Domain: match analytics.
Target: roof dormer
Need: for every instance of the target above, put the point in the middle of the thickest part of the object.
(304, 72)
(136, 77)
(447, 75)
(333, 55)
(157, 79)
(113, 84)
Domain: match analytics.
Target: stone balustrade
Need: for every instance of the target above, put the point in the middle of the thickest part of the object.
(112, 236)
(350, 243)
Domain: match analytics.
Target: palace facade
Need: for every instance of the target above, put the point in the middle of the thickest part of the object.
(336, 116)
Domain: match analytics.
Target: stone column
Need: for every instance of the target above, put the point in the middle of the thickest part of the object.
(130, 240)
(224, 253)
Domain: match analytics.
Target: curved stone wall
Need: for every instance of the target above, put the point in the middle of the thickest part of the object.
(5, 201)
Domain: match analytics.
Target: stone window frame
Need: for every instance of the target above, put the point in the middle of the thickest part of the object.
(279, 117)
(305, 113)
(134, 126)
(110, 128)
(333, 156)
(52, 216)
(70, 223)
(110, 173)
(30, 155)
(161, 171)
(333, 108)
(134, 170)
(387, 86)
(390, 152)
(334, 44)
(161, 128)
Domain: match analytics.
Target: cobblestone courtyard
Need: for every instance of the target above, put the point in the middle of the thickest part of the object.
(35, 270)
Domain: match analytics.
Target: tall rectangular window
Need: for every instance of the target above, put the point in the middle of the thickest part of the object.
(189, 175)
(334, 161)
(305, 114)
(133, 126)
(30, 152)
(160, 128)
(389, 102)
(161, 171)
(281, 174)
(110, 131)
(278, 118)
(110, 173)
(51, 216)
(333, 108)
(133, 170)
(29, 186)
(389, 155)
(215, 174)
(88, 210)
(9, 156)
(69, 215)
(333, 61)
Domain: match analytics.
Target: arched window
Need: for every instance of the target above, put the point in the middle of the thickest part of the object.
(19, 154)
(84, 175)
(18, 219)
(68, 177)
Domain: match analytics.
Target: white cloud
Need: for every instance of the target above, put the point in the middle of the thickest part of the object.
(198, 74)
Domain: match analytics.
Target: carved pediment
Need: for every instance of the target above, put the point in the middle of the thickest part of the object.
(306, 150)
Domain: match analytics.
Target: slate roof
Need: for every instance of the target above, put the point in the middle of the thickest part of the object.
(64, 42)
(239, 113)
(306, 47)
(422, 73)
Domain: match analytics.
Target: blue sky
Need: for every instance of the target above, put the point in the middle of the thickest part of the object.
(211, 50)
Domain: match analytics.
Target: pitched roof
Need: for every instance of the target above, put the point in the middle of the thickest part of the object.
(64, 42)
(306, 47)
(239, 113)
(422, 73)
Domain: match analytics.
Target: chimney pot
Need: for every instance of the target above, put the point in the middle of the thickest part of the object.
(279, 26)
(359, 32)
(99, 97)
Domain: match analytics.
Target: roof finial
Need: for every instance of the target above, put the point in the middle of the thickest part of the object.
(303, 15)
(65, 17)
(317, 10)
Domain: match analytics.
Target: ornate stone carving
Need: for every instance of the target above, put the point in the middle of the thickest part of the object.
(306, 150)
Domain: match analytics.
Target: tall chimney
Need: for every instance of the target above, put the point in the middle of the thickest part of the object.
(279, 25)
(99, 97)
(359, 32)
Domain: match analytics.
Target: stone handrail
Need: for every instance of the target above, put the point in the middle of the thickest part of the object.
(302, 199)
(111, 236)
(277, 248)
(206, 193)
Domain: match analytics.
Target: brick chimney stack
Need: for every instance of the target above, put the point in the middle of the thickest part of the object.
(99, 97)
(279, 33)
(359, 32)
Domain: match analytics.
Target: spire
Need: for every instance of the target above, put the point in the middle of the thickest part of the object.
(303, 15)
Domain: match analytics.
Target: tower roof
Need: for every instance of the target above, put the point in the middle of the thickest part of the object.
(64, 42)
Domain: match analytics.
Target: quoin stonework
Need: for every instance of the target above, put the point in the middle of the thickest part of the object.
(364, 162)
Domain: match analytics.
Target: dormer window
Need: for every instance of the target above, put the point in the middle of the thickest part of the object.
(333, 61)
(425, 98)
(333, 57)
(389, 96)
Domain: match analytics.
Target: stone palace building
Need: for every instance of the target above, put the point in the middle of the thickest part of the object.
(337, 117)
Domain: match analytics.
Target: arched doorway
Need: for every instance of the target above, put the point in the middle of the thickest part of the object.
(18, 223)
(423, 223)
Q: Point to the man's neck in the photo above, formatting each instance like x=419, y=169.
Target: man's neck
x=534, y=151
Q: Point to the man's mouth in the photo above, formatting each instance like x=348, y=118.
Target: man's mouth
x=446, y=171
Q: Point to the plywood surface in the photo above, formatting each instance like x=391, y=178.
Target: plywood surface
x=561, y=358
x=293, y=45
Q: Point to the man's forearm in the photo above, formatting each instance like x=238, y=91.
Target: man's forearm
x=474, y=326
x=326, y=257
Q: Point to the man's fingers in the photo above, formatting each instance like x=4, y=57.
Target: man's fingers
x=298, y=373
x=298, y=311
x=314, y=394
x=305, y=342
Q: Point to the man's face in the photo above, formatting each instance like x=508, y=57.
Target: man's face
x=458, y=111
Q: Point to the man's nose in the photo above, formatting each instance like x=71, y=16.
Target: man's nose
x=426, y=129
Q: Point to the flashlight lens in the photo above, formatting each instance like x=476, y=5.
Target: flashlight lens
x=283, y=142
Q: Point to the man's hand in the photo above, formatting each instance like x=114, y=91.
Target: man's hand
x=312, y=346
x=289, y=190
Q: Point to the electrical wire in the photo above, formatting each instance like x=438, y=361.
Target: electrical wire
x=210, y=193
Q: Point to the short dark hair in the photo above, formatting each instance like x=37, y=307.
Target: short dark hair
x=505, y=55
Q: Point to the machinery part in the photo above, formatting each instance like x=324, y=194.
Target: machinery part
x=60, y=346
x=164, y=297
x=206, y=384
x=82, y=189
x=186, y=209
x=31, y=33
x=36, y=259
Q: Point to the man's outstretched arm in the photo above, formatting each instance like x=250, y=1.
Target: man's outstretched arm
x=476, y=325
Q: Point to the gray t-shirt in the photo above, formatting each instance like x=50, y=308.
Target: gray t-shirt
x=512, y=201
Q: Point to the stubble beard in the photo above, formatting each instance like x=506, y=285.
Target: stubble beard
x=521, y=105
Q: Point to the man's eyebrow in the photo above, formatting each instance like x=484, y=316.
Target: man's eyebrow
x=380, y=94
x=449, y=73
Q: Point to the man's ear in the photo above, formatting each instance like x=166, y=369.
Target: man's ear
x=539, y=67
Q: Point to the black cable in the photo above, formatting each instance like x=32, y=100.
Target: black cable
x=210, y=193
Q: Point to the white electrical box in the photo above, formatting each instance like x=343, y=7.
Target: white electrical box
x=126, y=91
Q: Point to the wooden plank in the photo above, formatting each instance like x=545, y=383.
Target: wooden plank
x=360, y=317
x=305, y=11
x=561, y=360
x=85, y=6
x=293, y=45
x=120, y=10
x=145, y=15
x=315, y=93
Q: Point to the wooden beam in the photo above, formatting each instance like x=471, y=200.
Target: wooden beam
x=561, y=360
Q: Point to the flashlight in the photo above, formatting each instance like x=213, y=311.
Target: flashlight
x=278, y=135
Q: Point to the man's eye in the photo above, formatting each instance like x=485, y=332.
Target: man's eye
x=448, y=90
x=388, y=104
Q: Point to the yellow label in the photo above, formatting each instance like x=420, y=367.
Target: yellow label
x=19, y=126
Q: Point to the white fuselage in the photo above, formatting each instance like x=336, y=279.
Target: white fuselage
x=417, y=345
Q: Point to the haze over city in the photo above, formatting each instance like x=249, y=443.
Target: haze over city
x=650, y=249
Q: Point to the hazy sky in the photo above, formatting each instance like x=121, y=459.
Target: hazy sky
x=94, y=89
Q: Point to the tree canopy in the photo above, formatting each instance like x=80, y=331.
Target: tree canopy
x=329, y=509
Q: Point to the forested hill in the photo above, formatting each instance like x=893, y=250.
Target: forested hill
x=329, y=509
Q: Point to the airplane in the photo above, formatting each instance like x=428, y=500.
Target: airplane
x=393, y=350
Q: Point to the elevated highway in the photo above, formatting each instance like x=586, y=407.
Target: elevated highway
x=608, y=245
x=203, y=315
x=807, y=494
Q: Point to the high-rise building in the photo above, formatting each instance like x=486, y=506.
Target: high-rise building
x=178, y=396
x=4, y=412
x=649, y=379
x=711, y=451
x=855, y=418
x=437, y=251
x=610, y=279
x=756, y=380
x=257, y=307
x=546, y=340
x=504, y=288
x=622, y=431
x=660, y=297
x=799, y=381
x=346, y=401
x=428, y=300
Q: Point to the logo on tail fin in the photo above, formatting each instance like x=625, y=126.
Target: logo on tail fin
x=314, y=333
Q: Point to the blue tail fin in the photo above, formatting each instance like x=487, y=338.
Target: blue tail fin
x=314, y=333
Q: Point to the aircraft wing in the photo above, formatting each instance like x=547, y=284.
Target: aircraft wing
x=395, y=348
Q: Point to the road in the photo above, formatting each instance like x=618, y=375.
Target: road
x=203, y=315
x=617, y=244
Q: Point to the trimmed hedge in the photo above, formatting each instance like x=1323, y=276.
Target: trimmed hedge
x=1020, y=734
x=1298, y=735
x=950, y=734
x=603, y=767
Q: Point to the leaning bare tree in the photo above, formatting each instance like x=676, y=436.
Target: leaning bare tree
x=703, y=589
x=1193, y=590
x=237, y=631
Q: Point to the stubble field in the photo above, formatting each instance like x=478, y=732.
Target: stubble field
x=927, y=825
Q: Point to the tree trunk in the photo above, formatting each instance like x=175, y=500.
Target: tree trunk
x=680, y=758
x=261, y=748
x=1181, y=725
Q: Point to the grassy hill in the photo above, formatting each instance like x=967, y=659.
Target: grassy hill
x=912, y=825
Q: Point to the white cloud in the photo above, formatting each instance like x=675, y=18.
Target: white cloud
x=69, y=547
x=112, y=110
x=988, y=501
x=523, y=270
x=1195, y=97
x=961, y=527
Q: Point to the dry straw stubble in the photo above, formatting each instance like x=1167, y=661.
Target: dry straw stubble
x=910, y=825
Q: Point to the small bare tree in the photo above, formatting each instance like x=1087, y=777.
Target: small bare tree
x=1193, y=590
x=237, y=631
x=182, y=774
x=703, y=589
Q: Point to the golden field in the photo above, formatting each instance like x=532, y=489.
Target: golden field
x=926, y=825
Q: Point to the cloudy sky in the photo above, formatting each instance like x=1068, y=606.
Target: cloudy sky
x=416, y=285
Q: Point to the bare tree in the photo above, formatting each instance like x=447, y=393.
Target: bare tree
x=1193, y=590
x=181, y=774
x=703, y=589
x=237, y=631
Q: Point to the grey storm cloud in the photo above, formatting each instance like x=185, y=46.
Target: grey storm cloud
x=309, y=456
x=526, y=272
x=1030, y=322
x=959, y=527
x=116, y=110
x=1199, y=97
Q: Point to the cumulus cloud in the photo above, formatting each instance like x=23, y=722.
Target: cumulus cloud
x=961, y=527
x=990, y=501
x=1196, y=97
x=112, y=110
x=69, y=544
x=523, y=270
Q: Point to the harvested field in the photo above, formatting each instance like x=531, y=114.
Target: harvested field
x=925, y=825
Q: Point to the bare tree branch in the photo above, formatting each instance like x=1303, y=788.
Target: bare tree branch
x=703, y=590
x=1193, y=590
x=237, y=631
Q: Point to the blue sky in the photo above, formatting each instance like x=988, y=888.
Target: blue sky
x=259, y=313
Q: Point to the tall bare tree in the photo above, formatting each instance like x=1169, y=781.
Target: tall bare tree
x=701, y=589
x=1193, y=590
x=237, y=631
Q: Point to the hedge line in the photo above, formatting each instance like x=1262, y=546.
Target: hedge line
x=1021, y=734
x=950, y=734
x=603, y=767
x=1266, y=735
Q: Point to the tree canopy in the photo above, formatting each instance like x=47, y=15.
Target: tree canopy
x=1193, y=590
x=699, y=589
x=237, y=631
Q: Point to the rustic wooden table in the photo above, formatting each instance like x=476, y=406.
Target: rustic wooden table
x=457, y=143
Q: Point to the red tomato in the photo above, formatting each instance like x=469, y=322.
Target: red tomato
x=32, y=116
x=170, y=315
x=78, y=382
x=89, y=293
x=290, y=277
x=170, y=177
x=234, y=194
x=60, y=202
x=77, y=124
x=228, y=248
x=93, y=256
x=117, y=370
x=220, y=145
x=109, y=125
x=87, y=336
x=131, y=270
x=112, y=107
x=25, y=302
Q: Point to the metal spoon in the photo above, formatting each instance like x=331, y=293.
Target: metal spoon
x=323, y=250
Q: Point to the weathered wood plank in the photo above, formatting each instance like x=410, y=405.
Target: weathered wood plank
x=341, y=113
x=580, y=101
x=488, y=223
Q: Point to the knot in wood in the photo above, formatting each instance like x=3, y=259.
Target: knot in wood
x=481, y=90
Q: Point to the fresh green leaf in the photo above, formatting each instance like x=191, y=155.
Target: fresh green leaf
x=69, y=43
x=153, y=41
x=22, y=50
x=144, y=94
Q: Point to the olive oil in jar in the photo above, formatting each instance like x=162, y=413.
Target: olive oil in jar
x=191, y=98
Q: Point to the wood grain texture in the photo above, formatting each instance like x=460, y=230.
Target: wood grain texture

^^^^

What this task involves: The required output is the entries from their opening line through the line holding "Target: curved stone wall", repeated exactly, with both end lines kept.

Result for this exercise:
Domain: match analytics.
Target: roof dormer
Need: for every instance of the target above, put the point in the middle of the thickest part of the object.
(304, 72)
(136, 77)
(447, 75)
(333, 55)
(157, 79)
(113, 84)
Domain: match analytics.
Target: stone balustrade
Need: for every instance of the target above, put the point in the middle of the thickest part of the object.
(112, 236)
(350, 243)
Domain: match analytics.
Target: palace facade
Need: for every instance of the target above, put the point in the middle of the thickest part of the object.
(336, 116)
Domain: match analytics.
Target: stone column
Need: for every instance of the target above, put the point in the middle of the thickest part of the object.
(130, 240)
(224, 253)
Domain: match analytics.
Target: curved stone wall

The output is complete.